** START OF RECORDS TO PROCESS **

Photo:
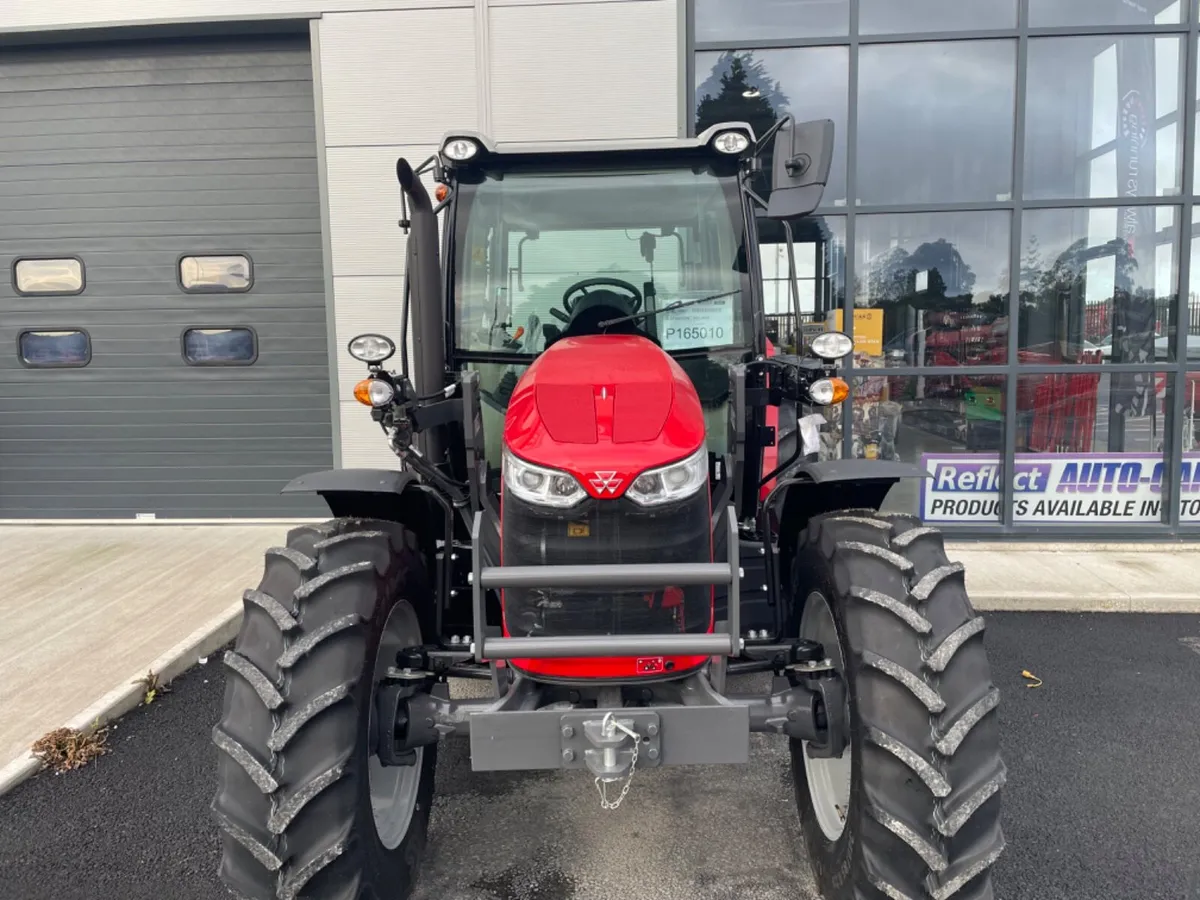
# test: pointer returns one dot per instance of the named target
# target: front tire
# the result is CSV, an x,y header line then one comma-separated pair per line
x,y
912,810
304,808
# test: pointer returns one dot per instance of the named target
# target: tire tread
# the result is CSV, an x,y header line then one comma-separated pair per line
x,y
270,772
917,647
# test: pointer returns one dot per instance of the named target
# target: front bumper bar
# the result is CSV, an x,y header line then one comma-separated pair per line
x,y
689,724
611,576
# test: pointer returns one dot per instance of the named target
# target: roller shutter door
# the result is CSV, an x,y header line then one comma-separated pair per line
x,y
162,310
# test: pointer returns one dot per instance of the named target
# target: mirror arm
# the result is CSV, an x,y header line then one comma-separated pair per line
x,y
761,144
754,196
793,288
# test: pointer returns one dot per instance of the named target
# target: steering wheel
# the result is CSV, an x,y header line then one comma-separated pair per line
x,y
582,286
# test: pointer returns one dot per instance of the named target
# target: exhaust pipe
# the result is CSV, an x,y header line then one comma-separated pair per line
x,y
424,275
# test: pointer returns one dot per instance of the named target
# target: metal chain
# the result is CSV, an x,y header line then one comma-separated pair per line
x,y
605,803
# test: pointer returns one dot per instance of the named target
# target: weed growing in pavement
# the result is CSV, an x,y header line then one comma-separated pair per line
x,y
151,687
65,749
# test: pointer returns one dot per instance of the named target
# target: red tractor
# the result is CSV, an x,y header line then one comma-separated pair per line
x,y
581,516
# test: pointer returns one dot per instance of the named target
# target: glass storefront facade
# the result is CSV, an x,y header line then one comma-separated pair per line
x,y
1003,233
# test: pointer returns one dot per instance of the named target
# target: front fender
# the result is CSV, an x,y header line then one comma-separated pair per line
x,y
351,481
372,493
815,487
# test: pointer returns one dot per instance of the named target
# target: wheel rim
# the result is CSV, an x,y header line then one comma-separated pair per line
x,y
394,787
828,778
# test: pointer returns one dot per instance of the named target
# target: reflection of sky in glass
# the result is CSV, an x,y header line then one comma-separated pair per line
x,y
935,121
1044,13
773,259
930,16
1073,120
755,19
1056,231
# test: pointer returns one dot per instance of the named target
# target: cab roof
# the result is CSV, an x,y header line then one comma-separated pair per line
x,y
567,151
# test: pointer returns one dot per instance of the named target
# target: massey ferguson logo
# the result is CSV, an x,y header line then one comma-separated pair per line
x,y
606,483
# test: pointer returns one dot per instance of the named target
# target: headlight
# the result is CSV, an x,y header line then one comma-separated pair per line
x,y
373,393
828,391
545,487
371,348
671,483
832,346
731,142
460,149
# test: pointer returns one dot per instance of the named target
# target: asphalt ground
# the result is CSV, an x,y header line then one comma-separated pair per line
x,y
1103,797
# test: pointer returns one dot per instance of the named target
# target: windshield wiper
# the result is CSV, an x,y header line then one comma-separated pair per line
x,y
669,307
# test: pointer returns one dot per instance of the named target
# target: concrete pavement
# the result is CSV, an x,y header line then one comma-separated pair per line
x,y
89,609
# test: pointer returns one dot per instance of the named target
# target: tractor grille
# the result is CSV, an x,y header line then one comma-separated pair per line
x,y
605,533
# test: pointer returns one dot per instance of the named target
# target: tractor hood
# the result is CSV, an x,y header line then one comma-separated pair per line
x,y
604,408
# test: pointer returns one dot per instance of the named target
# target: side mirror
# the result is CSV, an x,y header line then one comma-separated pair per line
x,y
803,154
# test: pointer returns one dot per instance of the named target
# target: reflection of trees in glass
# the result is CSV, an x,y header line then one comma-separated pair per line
x,y
1054,297
892,277
739,89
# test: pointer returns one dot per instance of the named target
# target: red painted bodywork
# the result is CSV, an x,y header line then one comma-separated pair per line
x,y
604,408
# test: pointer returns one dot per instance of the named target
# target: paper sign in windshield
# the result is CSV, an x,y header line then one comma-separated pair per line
x,y
707,324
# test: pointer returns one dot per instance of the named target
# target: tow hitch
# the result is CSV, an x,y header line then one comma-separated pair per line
x,y
533,725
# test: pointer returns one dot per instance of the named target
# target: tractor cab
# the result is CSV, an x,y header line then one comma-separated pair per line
x,y
649,243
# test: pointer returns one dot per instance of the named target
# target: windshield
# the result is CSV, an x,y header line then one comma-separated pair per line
x,y
525,240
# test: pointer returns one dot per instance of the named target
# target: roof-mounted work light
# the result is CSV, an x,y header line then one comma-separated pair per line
x,y
731,142
460,149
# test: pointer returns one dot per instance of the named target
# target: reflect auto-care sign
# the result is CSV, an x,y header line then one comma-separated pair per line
x,y
1055,489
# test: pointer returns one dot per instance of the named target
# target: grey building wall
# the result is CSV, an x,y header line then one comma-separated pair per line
x,y
130,156
393,76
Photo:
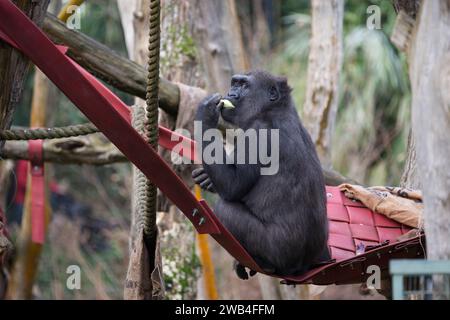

** END OF RECORDS TO PROCESS **

Extract each line of the records above that contains the string "sign", matching case exactly.

> _ANSWER_
# target: paper sign in windshield
# target: reflect auto-care sign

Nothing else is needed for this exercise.